Of course, such rectangular 2d cellular automata are easy to visualize: we just draw each cell as a single pixel, colouring it according to the cell's state.
This description is probably enough for the sake of this article, but if you fell like you need more, you might want to check out wikipedia article.
Note
Another, funkier neighborhood type exists, called Margolus neighborhood, which is out of our scope for now, but stay tuned, since I plan to address it in another post.
Now to the shaders part. Shader is essentialy a GPU program describing what manipulations we want to perform on every pixel (or a vertex, but we're interested in pixels for now), before said pixel is sent further down the GPU pipeline. Important characteristic of this program is that all the pixels mutate independently of each other (we can imagine the process as if every pixel is handled in parallel with all others).

> **Goal a**: State how many lines in the listing contain the string "roof", treating uppercase and lowercase as different. Reply with the number alone.
The listing is unrelated to the passage about cellular automata.

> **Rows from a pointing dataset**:
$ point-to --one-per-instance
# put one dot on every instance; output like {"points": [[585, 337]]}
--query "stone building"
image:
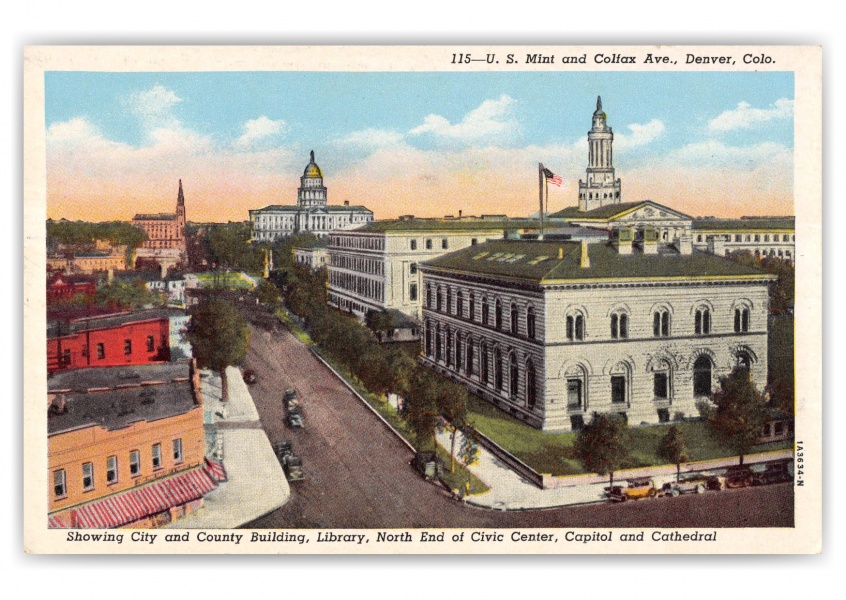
{"points": [[311, 214], [552, 331]]}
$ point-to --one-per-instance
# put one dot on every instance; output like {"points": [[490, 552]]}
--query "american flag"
{"points": [[553, 178]]}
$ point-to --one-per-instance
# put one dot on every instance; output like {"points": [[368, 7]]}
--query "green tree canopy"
{"points": [[601, 447], [219, 336], [740, 412]]}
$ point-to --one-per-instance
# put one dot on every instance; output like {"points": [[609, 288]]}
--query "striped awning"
{"points": [[133, 505], [216, 470]]}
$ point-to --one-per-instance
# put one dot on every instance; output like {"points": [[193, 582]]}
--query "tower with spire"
{"points": [[600, 187]]}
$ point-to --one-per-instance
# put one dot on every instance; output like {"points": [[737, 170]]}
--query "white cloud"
{"points": [[641, 134], [491, 120], [155, 106], [261, 129], [745, 115]]}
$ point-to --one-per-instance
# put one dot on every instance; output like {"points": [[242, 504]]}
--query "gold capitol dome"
{"points": [[312, 170]]}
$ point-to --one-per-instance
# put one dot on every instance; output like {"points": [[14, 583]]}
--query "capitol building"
{"points": [[312, 214]]}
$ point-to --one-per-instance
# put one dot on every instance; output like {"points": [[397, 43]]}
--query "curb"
{"points": [[365, 402]]}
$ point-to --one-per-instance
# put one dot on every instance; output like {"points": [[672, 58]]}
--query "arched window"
{"points": [[513, 375], [741, 319], [497, 368], [702, 376], [702, 321], [619, 325], [530, 322], [531, 384], [661, 323], [515, 316], [498, 314], [575, 326]]}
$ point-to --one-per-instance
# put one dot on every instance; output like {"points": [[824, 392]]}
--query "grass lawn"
{"points": [[549, 453]]}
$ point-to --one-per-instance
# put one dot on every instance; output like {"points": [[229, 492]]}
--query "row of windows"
{"points": [[356, 263], [60, 489]]}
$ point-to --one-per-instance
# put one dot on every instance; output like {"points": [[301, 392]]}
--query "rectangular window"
{"points": [[661, 387], [60, 488], [157, 456], [177, 450], [111, 469], [134, 463], [618, 388], [87, 476]]}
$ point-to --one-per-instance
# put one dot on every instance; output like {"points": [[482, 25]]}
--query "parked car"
{"points": [[295, 420], [687, 484], [738, 476], [635, 489], [773, 473]]}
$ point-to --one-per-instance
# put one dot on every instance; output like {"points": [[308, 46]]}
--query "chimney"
{"points": [[623, 239], [650, 241]]}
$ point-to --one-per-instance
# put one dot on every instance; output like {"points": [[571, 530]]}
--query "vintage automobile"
{"points": [[773, 473], [635, 489], [689, 483], [738, 476]]}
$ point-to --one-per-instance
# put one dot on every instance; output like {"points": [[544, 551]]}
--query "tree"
{"points": [[740, 412], [601, 446], [673, 448], [219, 336]]}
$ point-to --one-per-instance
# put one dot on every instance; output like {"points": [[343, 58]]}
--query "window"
{"points": [[741, 319], [498, 314], [515, 316], [87, 476], [134, 463], [661, 323], [513, 375], [531, 384], [60, 488], [177, 450], [702, 321], [702, 376], [157, 456], [575, 327], [530, 323], [111, 469]]}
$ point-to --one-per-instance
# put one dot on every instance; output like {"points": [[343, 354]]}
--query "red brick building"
{"points": [[127, 338]]}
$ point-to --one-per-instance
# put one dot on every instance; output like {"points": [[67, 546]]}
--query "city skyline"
{"points": [[423, 143]]}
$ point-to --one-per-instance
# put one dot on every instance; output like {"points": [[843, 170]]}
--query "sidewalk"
{"points": [[256, 483], [508, 491]]}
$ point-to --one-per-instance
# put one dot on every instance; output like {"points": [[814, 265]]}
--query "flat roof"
{"points": [[131, 394], [538, 261]]}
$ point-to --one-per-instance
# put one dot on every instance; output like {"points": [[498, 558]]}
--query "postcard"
{"points": [[422, 299]]}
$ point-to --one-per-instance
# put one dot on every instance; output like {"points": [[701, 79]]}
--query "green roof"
{"points": [[768, 223], [539, 262], [447, 225]]}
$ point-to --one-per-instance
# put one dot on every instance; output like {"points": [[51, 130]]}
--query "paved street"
{"points": [[358, 473]]}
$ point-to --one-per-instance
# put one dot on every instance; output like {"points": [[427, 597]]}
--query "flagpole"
{"points": [[540, 194]]}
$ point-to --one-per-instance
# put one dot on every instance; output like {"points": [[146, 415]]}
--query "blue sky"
{"points": [[258, 127]]}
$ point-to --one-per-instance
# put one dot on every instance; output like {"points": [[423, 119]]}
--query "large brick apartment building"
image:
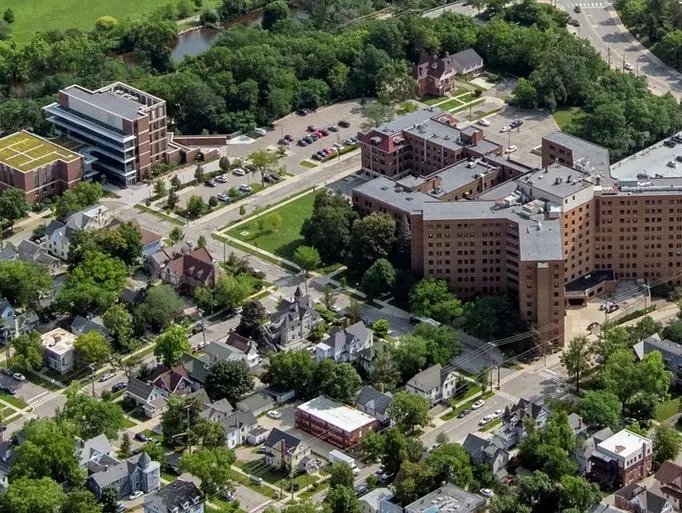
{"points": [[547, 236]]}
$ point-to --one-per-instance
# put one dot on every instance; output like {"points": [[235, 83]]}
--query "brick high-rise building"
{"points": [[125, 128]]}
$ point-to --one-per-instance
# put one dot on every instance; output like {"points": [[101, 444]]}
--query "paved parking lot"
{"points": [[536, 124]]}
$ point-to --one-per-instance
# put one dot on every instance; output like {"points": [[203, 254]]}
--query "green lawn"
{"points": [[46, 15], [564, 117], [667, 409], [287, 238]]}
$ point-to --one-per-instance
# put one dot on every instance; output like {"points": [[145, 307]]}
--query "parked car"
{"points": [[119, 386]]}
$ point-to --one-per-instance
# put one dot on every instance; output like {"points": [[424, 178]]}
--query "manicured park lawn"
{"points": [[32, 16], [287, 237], [564, 117]]}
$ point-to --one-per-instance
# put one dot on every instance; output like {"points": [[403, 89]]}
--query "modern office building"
{"points": [[548, 236], [37, 166], [124, 128]]}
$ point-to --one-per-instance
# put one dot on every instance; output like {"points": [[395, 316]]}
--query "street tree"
{"points": [[601, 408], [118, 320], [228, 380], [576, 358], [13, 205], [667, 443], [307, 258], [409, 411], [33, 495], [29, 352], [171, 345], [92, 348], [23, 283], [211, 466]]}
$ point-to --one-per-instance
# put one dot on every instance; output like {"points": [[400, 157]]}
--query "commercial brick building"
{"points": [[38, 167], [548, 237], [334, 422], [125, 128]]}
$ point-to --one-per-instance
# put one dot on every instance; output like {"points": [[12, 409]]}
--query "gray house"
{"points": [[293, 321], [138, 472], [670, 351], [374, 403], [345, 345], [489, 451], [180, 496]]}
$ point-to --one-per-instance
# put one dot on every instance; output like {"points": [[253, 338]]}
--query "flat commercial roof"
{"points": [[336, 414], [25, 151], [624, 443]]}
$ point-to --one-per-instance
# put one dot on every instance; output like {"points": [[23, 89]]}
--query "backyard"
{"points": [[287, 237]]}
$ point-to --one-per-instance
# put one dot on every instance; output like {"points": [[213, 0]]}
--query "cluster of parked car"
{"points": [[314, 133]]}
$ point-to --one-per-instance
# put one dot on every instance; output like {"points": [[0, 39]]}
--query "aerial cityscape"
{"points": [[353, 256]]}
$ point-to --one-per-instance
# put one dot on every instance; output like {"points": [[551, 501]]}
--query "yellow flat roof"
{"points": [[25, 151]]}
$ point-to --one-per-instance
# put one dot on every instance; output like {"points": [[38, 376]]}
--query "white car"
{"points": [[477, 404]]}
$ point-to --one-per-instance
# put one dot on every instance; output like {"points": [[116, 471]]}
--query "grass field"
{"points": [[565, 117], [287, 238], [44, 15]]}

> **Goal b**: Please set down the passage about cellular automata in full, word for word.

> **Expected output a**: 4

> **Expected output b**:
Of course, such rectangular 2d cellular automata are easy to visualize: we just draw each cell as a single pixel, colouring it according to the cell's state.
This description is probably enough for the sake of this article, but if you fell like you need more, you might want to check out wikipedia article.
Note
Another, funkier neighborhood type exists, called Margolus neighborhood, which is out of our scope for now, but stay tuned, since I plan to address it in another post.
Now to the shaders part. Shader is essentialy a GPU program describing what manipulations we want to perform on every pixel (or a vertex, but we're interested in pixels for now), before said pixel is sent further down the GPU pipeline. Important characteristic of this program is that all the pixels mutate independently of each other (we can imagine the process as if every pixel is handled in parallel with all others).